# start of Stored data

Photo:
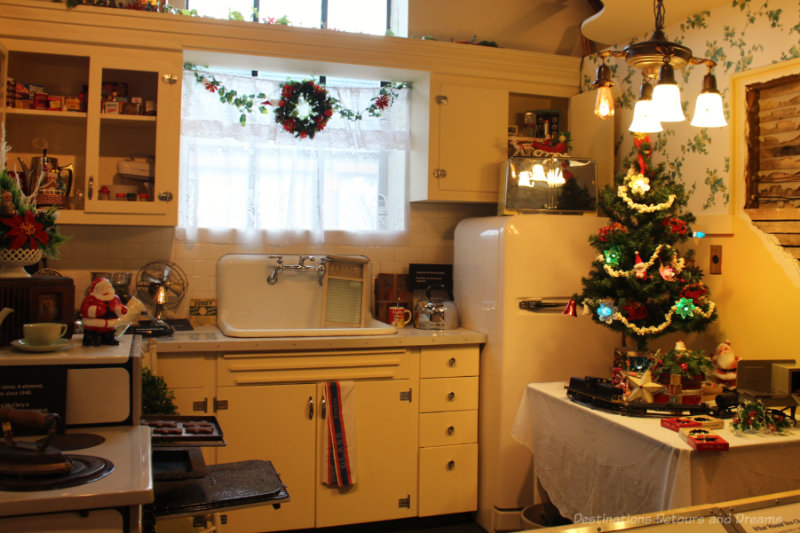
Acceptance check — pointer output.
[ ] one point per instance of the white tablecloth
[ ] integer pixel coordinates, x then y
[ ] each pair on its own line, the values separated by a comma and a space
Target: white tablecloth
595, 464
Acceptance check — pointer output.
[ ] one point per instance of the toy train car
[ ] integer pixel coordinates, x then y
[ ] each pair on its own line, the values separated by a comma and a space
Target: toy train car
601, 393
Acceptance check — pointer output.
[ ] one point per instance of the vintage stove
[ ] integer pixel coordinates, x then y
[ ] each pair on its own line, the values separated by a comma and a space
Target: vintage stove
96, 393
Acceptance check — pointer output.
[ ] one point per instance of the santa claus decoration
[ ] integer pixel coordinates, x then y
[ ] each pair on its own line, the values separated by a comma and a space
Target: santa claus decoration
725, 363
100, 313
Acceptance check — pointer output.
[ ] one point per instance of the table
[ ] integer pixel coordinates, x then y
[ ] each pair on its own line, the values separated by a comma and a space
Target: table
595, 464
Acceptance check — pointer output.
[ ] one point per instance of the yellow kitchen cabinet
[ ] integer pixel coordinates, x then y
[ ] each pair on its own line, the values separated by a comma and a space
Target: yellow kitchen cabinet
448, 430
467, 142
103, 133
274, 408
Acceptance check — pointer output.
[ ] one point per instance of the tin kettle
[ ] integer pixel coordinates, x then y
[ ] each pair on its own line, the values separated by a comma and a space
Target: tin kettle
436, 313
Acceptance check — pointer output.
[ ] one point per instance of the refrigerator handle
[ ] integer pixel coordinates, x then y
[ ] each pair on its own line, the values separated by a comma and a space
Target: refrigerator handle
544, 305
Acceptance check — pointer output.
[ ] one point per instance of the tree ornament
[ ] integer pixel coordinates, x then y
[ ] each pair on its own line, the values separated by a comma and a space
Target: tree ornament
685, 307
570, 308
606, 313
639, 268
667, 273
612, 255
644, 387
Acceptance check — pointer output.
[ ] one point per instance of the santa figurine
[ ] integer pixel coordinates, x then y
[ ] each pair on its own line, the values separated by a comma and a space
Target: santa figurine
725, 363
100, 314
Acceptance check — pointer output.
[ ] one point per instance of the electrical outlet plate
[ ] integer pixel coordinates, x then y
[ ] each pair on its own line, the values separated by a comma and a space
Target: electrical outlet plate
715, 263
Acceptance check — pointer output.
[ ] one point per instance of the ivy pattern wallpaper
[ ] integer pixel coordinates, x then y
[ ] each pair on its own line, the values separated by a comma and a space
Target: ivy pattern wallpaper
739, 36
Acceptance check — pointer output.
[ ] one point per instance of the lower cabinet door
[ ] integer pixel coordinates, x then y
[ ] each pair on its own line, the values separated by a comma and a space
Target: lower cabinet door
274, 423
384, 454
448, 479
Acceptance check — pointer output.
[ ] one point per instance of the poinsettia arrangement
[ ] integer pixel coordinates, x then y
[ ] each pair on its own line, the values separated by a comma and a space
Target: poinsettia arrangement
22, 225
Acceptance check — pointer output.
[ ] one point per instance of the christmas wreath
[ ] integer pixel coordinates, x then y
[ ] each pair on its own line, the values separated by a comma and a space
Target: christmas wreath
304, 108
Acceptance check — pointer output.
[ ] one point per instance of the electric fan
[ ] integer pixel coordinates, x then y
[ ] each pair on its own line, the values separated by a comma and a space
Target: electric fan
161, 284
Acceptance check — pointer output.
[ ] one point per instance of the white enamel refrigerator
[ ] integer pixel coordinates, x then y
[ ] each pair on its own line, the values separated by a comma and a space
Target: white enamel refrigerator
501, 265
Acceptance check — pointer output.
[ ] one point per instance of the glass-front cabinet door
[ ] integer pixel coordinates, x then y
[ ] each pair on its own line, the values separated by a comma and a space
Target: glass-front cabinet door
107, 119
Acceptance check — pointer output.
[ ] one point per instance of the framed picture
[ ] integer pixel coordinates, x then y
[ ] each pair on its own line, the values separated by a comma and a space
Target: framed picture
548, 123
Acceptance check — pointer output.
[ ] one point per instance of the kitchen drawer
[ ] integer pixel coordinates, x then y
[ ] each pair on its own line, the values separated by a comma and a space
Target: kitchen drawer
448, 394
186, 371
449, 361
448, 428
448, 479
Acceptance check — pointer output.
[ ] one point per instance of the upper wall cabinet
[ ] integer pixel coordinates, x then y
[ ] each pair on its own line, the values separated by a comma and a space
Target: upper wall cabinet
466, 144
109, 120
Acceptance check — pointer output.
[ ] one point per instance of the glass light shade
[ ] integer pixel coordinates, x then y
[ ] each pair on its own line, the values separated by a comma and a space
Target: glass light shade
644, 118
708, 111
667, 100
604, 104
538, 173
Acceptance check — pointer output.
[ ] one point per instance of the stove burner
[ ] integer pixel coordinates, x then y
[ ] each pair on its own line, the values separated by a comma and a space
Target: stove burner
85, 469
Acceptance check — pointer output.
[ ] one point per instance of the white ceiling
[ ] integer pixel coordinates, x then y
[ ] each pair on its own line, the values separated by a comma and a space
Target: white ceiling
622, 20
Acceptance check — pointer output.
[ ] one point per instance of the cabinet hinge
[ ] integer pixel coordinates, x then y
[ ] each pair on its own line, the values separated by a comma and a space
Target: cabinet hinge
201, 407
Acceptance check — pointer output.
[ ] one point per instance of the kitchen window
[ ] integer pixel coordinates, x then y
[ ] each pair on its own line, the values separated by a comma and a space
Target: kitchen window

# end of Stored data

# [Given exercise]
Pictures in the records above are left out; print everything else exactly as written.

# [Answer for this exercise]
Photo:
Acceptance check — pointer output.
[ ] one point per instance of the white tablecloth
[ ] integer pixel coordinates, x then y
[ ] each pair on its own line, the values separated by a comma and a space
Target: white tablecloth
595, 464
Acceptance check — pointer output.
[ ] one point per instance of the toy train car
[ ] integer pixel coordinates, x then y
[ ] each pair on its own line, the values separated by a comma and a space
Target: toy train car
601, 393
Acceptance check — pointer output.
[ ] one point per instance of the vintage stove
[ ] integer pixel coordinates, x then y
[ ] each pair on its own line, the values separated by a comma and a space
Target: vintage stove
96, 393
Acceptance check — pointer output.
[ ] one point per instance of the santa claus decoration
[ ] integer pixel coordinates, x then y
[ ] each pair on its own line, the values separated by a comma and a space
Target: santa claus decoration
725, 363
100, 313
Acceptance check — pointer output.
[ ] one point per instance of the table
[ ] integer pixel coordinates, x then y
[ ] each pair on its own line, the values separated by a comma and a space
Target: table
595, 464
Acceptance check — pointer output.
[ ] one point per instance of the yellow kitchen cabinet
[ ] integer pixel coordinates, x then y
[ ] each pair on its own line, the values separated by a comma and a space
Target: yellow kitchen cabinet
448, 430
467, 142
103, 133
274, 408
Acceptance check — pointer output.
[ ] one point per instance of the tin kettle
[ ] integer pixel coordinates, x then y
[ ] each pair on its own line, the values separated by a comma and a space
Target: tin kettle
436, 313
Acceptance check — pointer output.
[ ] one point per instance of the refrigerator handle
[ ] integer pixel coordinates, x then y
[ ] each pair on its own line, the values separated by a comma and a space
Target: refrigerator handle
544, 305
Acceptance check — pointer output.
[ ] one point per instance of the tree ornament
[ ] integer pixel coordinates, x then y
[ ] each pair on its own line, the values separated by a comma and a space
Target: tree ornament
685, 307
570, 308
606, 313
639, 268
667, 273
612, 255
644, 387
Acceptance check — pointer output.
[ ] one point per instance of the santa figurine
[ ] integer pixel coordinates, x then y
[ ] each pair on its own line, the values separated by a comma and a space
Target: santa figurine
725, 363
100, 314
Acceptance check — pointer output.
[ ] one point per instance of the electrical outlet plate
[ ] integer pixel coordinates, x then y
[ ] each pair on its own line, the values separated by a comma and a space
Target: electrical outlet plate
715, 263
Acceptance check — pointer output.
[ ] one point per instance of the ivy pattern wallpaper
[ ] integer pixel coordinates, x then y
[ ] each pair on its own line, the values separated by a comma and a space
Target: ivy pattern wallpaper
739, 36
Acceptance check — pointer output.
[ ] one point per instance of the lower cabinet door
[ ] integer pixel coordinates, x then y
[ ] each pair on its own line, the values separated by a comma and a space
Target: lower cabinet door
274, 423
384, 454
448, 479
Acceptance check — pointer output.
[ ] one point per instance of the poinsettia arrangement
[ ] integer pixel coordinates, x then y
[ ] each pair on its own line, the values separated by a comma and a space
Target: poinsettia arrangement
22, 225
Acceptance check — pointer output.
[ ] one point per instance of the christmas wreath
[ ] integer pixel coordinates, x then y
[ ] each pair on its own line, the values separated by a comma and a space
Target: christmas wreath
304, 108
Acceptance check — pointer output.
[ ] one point per instance of the electric fan
[ ] integer pixel coordinates, x then y
[ ] each pair on its own line, the values separated by a comma and a space
Target: electric fan
161, 284
Acceptance check — pointer output.
[ ] one point per instance of the white enamel refrigerator
[ ] integer pixel coordinates, x then y
[ ] each pair on its own line, the values separated by a comma and a space
Target: white enamel refrigerator
501, 265
Acceptance check — pointer output.
[ ] one point per instance of the glass-front cabinet door
[ ] integer pixel coordinates, x then y
[ ] each pair on its own line, the values separated by a comma and a space
Target: glass-front cabinet door
107, 119
Acceptance check — pointer output.
[ ] one point per instance of the framed picture
[ ] integer pixel coordinates, x then y
[ ] each pair on its own line, the values separated by a comma and a space
Target: framed picture
548, 123
Acceptance check — pointer output.
[ ] one point per instance of the kitchen drawer
[ ] integer pixel coordinates, x then y
[ ] each pair on its own line, the values separated by a comma and a space
Target: kitchen drawer
448, 394
186, 371
449, 361
448, 428
448, 479
Acceptance check — pointer output.
[ ] one point per instance of the upper wall cabinet
[ ] integer pixel coordinates, x then y
[ ] each pair on its own line, the values separated by a comma and a space
Target: upper wall cabinet
466, 144
109, 120
Acceptance check — pointer output.
[ ] one point per instance of the glass light shade
[ ] integer pixel coordinates, x then y
[ ] each pair on its own line, the values separated by a comma and a space
Target: glass light shade
644, 118
708, 111
667, 100
604, 104
538, 173
Acceptance check — pointer output.
[ ] one point per instance of the stove burner
[ ] integer pixel coordinates, x then y
[ ] each pair on its own line, the values separated by a comma and a space
Target: stove burner
85, 469
Acceptance check — pointer output.
[ ] one point per instance of the white ceiling
[ ] integer pixel coordinates, x then y
[ ] each pair on its own line, the values separated by a comma and a space
Target: white ceiling
622, 20
Acceptance check — pointer output.
[ ] one point per instance of the cabinet hinge
[ ] integer pixel coordinates, x then y
[ ] each pair on its own line, the values separated by a comma and a space
Target: cabinet hinge
201, 407
Acceptance check — pointer output.
[ ] one point per instance of the kitchen window
[ ] integer pixel coordinates, x then y
[ ] each pair on its own line, the values separated by a comma and a space
Target: kitchen window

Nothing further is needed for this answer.